→ What needs to be done: Find every line in the records below that holds the word "dark", and copy each one.

→ Records:
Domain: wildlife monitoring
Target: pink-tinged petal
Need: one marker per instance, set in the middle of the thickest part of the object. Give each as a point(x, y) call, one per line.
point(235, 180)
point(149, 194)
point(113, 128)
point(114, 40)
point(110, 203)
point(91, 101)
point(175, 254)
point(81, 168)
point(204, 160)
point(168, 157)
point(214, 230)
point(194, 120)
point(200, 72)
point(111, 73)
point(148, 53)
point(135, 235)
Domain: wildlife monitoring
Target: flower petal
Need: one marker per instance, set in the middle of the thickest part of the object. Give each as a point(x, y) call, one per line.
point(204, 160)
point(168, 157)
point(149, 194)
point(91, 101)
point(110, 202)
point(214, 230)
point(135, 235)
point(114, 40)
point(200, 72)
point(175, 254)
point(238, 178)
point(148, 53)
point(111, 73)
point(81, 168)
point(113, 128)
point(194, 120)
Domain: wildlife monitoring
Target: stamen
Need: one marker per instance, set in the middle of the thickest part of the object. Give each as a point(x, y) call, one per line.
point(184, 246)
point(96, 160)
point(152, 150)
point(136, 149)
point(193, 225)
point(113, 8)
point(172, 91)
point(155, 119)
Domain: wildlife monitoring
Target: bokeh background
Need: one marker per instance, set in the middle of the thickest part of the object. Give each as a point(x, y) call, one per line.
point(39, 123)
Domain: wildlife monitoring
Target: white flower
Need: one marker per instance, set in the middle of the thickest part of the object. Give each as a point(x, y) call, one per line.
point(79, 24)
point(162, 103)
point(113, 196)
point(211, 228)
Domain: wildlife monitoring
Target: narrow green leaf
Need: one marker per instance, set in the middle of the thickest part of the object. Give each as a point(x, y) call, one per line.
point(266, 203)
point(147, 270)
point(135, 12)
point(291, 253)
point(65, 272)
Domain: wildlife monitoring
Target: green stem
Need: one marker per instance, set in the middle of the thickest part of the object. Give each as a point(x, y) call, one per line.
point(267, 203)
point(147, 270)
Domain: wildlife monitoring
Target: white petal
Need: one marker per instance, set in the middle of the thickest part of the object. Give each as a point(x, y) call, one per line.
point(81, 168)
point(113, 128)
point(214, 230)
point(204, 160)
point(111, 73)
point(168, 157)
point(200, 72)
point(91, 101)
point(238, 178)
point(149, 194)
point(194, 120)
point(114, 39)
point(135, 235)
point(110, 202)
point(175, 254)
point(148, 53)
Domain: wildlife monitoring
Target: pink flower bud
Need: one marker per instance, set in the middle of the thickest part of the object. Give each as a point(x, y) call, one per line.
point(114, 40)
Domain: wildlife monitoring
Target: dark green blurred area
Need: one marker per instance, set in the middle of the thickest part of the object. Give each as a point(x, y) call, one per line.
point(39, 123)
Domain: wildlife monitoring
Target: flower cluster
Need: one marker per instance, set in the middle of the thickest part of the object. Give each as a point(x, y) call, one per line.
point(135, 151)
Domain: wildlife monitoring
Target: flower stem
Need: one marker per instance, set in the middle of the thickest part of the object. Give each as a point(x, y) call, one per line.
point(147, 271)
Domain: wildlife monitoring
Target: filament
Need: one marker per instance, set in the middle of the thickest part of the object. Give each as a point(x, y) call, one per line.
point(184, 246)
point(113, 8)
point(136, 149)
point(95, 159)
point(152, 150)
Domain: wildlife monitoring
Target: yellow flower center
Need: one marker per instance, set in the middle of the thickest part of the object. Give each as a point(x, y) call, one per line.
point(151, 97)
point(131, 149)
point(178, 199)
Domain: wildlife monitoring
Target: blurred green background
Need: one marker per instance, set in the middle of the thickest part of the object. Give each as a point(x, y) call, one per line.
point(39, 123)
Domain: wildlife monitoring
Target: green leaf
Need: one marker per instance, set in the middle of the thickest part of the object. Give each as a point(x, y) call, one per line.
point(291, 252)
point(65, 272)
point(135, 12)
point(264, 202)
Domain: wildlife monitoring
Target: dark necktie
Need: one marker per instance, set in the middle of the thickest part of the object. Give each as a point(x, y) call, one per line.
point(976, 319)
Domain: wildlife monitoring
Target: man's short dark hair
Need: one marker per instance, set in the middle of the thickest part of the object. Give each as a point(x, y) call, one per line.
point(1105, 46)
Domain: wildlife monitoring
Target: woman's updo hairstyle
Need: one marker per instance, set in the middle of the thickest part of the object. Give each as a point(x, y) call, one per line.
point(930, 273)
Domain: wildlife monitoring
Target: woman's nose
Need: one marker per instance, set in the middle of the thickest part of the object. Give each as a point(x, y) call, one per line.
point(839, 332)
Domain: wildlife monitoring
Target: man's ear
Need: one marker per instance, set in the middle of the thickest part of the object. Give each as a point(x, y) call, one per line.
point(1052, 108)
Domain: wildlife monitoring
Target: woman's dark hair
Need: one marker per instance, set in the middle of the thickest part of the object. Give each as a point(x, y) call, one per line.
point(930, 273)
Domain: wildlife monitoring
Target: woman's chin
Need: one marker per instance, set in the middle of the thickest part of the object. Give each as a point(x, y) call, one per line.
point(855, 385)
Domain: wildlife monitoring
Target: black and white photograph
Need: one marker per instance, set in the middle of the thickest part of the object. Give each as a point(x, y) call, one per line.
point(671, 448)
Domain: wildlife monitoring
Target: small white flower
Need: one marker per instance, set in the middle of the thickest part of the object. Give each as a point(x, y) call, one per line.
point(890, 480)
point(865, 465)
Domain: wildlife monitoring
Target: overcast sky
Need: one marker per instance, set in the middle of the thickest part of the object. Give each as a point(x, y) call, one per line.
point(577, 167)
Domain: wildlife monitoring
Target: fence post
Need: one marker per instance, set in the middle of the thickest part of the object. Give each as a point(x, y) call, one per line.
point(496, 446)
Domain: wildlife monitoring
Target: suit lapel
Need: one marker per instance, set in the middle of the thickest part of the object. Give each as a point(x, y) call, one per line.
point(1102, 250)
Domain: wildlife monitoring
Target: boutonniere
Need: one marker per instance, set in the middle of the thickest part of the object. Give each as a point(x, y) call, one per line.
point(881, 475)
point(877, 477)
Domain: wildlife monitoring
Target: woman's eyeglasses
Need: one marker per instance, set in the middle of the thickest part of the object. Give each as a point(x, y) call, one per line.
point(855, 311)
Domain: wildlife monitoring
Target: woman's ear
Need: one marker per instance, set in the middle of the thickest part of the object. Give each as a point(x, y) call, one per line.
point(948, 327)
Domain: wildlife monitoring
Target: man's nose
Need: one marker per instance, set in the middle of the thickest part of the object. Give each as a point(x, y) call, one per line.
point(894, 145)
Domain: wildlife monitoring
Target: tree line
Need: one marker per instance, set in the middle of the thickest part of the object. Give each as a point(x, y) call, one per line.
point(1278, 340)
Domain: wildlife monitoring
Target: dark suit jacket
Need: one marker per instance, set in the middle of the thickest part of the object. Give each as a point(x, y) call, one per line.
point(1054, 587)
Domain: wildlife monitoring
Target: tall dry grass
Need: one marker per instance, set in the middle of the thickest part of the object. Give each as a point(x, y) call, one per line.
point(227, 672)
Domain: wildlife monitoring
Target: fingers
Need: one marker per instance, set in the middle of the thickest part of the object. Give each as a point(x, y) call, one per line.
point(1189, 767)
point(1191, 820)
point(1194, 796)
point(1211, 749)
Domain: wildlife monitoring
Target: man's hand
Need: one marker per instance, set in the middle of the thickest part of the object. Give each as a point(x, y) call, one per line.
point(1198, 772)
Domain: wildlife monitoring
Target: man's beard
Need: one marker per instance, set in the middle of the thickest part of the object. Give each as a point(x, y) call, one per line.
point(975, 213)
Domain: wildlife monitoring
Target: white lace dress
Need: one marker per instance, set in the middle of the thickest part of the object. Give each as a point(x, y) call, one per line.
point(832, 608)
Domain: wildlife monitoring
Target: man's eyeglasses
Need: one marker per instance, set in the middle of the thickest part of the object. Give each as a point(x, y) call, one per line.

→ Result for this task:
Target: dark green blurred area
Target: dark necktie
Target: man's short dark hair
Target: woman's dark hair
Target: dark suit jacket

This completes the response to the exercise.